- Exercise aim:
Write out, word for word, the part of the items that opens with the line containing "of the handheld" and closes with the line containing "pixel 369 111", including both of those lines.

Location identification items

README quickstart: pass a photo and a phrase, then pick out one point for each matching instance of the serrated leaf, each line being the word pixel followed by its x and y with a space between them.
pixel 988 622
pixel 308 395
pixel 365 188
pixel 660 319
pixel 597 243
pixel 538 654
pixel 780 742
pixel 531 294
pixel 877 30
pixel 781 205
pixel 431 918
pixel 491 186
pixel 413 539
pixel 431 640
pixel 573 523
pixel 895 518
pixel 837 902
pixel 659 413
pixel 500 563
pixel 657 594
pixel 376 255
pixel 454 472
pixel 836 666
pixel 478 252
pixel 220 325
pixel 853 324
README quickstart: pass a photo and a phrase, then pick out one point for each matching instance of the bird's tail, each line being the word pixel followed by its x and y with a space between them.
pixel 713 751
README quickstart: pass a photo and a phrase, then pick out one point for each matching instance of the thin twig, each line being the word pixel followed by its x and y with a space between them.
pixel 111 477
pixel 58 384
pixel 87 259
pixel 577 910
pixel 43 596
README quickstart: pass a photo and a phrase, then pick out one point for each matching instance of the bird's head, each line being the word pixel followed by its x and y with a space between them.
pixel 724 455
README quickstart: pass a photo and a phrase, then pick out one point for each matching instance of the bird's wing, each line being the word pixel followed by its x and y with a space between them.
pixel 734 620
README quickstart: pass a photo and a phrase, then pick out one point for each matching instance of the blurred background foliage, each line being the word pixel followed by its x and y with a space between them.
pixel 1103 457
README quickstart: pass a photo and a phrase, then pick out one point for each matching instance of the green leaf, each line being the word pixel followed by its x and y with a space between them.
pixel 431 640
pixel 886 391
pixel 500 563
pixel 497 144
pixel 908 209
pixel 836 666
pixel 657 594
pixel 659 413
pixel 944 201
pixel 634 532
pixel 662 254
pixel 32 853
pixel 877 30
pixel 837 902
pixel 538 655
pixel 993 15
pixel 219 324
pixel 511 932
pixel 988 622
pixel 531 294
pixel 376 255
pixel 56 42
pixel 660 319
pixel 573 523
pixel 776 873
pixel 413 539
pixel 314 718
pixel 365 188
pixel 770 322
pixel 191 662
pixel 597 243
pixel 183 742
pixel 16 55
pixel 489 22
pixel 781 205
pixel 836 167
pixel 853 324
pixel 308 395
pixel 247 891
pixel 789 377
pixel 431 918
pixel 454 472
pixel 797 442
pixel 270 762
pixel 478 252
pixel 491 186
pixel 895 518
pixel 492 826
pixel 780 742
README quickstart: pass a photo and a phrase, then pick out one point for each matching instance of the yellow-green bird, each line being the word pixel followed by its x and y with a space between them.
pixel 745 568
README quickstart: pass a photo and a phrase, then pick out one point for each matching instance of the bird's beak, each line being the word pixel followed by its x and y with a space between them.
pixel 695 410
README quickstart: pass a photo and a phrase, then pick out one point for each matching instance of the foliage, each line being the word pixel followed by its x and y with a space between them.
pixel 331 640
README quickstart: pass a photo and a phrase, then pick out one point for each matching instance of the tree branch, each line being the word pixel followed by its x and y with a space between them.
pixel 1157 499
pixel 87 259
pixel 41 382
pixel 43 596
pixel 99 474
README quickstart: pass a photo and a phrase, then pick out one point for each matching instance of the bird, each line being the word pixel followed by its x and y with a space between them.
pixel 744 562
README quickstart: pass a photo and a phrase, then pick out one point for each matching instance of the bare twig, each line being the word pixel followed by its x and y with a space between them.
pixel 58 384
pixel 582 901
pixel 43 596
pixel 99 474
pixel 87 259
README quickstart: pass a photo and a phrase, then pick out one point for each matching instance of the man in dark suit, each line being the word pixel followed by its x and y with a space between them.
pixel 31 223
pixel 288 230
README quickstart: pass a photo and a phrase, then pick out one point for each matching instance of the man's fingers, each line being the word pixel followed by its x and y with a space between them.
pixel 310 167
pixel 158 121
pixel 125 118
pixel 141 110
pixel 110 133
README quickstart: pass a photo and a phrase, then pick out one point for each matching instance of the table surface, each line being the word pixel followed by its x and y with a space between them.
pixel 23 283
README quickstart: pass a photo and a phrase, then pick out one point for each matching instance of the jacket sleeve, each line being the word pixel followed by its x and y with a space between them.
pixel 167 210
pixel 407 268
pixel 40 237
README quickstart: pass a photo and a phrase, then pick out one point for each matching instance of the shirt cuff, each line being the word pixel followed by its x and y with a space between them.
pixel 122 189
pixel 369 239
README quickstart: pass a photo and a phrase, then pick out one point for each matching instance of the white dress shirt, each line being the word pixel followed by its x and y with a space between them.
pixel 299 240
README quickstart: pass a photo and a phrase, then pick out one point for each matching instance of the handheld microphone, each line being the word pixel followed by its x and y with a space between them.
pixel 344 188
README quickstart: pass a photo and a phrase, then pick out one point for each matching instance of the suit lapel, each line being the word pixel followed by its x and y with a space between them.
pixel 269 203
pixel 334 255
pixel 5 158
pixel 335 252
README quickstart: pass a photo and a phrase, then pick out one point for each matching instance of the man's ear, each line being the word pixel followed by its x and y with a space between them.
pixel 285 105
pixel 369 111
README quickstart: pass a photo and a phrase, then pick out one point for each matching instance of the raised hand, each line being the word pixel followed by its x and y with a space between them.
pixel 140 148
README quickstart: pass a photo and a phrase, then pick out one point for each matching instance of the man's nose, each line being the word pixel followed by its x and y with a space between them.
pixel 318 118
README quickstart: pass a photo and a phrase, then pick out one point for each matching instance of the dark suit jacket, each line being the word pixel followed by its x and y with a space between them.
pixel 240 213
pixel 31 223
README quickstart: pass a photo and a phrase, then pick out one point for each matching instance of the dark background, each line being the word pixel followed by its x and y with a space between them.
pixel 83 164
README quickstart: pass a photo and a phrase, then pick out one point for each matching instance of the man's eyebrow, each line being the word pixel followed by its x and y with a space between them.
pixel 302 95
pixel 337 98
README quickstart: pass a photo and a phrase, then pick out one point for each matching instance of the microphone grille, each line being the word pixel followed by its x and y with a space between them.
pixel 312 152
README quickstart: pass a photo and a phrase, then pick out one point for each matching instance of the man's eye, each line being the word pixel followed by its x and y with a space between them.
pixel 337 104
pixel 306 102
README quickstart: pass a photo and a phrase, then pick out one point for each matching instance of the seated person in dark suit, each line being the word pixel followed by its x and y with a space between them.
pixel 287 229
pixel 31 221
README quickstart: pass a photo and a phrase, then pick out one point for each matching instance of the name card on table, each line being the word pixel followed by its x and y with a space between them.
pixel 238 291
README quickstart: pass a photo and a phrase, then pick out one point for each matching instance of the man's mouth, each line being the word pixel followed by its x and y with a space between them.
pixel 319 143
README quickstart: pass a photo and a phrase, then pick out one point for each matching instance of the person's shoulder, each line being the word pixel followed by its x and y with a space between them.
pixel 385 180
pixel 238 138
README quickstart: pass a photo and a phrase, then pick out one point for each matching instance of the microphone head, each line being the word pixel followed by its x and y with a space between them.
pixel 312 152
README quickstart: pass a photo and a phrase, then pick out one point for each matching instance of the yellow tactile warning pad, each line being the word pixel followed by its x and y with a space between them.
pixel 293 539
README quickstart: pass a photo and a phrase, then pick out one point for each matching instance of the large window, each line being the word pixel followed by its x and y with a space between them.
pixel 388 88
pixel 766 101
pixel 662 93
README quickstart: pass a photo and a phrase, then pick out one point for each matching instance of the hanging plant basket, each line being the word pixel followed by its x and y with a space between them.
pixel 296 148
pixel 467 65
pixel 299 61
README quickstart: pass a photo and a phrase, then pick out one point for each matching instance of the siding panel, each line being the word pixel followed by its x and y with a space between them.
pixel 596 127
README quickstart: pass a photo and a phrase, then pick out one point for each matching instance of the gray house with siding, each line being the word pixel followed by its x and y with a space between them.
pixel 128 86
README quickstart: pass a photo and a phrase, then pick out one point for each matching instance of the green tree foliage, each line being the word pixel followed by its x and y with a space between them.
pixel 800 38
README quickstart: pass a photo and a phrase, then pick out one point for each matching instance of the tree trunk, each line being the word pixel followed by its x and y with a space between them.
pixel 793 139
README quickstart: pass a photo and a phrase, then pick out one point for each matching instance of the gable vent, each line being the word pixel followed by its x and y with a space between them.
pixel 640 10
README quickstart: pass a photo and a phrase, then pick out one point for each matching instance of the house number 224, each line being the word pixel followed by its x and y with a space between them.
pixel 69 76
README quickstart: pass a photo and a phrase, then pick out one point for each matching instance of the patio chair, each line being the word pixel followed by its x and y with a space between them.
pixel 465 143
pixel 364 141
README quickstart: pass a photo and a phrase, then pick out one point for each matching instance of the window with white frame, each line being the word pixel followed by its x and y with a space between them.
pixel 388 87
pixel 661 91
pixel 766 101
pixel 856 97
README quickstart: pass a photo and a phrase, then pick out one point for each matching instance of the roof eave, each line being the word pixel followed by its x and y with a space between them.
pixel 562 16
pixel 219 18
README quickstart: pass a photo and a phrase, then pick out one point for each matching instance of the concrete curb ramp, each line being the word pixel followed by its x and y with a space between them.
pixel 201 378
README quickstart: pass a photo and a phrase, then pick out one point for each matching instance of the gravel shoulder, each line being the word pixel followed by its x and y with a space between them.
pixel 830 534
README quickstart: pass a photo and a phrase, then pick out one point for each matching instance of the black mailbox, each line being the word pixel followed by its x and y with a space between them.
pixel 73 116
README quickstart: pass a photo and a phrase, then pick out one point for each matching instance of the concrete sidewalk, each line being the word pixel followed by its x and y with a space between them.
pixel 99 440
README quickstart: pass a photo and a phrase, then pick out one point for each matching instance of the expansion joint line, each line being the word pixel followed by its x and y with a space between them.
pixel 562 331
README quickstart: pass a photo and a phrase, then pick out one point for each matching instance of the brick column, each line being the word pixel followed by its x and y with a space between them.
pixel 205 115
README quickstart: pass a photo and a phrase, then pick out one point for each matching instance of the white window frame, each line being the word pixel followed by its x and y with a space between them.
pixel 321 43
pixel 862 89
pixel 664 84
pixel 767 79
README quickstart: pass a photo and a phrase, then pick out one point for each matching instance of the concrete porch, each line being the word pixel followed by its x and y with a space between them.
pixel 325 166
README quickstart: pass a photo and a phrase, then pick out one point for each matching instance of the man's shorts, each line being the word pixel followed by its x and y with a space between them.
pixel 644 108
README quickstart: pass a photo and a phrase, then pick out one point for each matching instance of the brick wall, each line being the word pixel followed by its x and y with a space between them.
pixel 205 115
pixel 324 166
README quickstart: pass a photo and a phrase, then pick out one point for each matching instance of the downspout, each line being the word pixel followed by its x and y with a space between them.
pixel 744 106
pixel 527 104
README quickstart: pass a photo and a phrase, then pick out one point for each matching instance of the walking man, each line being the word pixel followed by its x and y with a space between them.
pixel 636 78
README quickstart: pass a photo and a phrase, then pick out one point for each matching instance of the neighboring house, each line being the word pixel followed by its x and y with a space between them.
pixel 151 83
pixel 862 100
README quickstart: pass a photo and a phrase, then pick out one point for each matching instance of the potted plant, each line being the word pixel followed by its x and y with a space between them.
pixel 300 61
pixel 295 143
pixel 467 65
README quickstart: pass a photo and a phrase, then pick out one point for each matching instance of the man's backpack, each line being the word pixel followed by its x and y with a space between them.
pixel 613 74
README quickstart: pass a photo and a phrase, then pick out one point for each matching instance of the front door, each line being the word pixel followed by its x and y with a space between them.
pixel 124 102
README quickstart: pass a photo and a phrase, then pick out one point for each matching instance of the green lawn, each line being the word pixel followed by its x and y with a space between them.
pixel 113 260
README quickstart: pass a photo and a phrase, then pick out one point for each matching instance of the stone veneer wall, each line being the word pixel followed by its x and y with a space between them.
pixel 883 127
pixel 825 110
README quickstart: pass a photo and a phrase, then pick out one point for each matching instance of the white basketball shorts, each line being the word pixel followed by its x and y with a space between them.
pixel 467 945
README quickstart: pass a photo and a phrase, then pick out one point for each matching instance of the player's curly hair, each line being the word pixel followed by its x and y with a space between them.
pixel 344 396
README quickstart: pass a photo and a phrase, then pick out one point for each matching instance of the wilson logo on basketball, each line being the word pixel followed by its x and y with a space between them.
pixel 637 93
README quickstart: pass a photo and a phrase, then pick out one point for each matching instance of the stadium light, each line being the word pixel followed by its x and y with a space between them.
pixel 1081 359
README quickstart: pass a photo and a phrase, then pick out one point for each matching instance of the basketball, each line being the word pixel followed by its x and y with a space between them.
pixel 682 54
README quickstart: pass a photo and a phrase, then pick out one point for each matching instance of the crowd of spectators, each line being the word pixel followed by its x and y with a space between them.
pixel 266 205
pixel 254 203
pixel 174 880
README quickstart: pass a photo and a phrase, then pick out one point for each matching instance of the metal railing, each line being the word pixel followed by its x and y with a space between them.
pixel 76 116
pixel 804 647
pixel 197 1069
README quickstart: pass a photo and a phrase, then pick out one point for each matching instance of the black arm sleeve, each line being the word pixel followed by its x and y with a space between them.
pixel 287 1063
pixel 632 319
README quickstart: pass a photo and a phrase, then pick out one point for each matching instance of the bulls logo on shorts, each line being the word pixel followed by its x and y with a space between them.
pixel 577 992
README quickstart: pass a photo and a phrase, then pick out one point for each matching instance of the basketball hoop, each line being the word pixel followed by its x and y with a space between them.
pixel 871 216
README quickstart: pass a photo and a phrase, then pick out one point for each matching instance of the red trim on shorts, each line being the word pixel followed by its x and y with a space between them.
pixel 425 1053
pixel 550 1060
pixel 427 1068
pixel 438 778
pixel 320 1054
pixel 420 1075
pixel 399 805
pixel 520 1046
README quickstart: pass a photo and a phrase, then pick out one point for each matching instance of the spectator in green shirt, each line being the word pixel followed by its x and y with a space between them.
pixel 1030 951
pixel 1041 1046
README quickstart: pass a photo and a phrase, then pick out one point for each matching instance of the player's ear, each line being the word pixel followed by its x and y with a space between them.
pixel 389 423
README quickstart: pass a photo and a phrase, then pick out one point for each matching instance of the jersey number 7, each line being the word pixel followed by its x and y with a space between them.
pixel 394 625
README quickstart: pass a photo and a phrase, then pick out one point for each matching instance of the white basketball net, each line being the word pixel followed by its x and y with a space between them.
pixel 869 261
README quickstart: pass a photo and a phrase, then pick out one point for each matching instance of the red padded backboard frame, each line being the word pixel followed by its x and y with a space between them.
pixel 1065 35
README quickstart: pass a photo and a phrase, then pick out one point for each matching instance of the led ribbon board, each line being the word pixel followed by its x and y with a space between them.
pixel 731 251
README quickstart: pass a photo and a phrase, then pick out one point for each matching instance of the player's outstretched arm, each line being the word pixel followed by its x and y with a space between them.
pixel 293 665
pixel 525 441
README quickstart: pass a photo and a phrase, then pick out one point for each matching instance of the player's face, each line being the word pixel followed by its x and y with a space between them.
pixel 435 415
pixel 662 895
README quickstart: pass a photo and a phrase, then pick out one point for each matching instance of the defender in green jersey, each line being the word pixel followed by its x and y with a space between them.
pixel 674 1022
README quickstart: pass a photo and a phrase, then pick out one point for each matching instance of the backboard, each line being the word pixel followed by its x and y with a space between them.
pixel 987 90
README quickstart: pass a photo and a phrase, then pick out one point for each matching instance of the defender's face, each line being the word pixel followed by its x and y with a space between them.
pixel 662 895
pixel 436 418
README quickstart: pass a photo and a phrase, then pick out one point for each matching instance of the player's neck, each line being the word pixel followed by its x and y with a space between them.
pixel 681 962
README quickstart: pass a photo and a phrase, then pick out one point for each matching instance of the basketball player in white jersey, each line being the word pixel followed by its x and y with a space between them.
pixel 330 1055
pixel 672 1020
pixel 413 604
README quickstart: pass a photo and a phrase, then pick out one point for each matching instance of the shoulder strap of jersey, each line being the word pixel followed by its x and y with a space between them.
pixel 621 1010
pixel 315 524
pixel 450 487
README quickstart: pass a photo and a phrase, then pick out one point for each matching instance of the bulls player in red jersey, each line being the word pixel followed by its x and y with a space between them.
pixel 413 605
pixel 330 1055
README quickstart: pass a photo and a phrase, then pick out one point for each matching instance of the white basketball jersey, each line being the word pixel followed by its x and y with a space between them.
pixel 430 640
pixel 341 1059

- Solved problem:
README quickstart: pass a photo and a phrase, then pick out one point for each matching instance of the handheld microphone, each line being the word pixel followed by its x and y with a space between them.
pixel 344 188
README quickstart: pass a photo and a phrase, then pick out one point for each matching instance of the suit lapel, each line being the word pixel followed by its x and y with a space between them.
pixel 269 203
pixel 334 255
pixel 5 158
pixel 335 252
README quickstart: pass a photo and a phrase, then pick out one point for each matching instance of the man's ear, each line being the word pixel followed by its x and y with a space between them.
pixel 285 105
pixel 369 111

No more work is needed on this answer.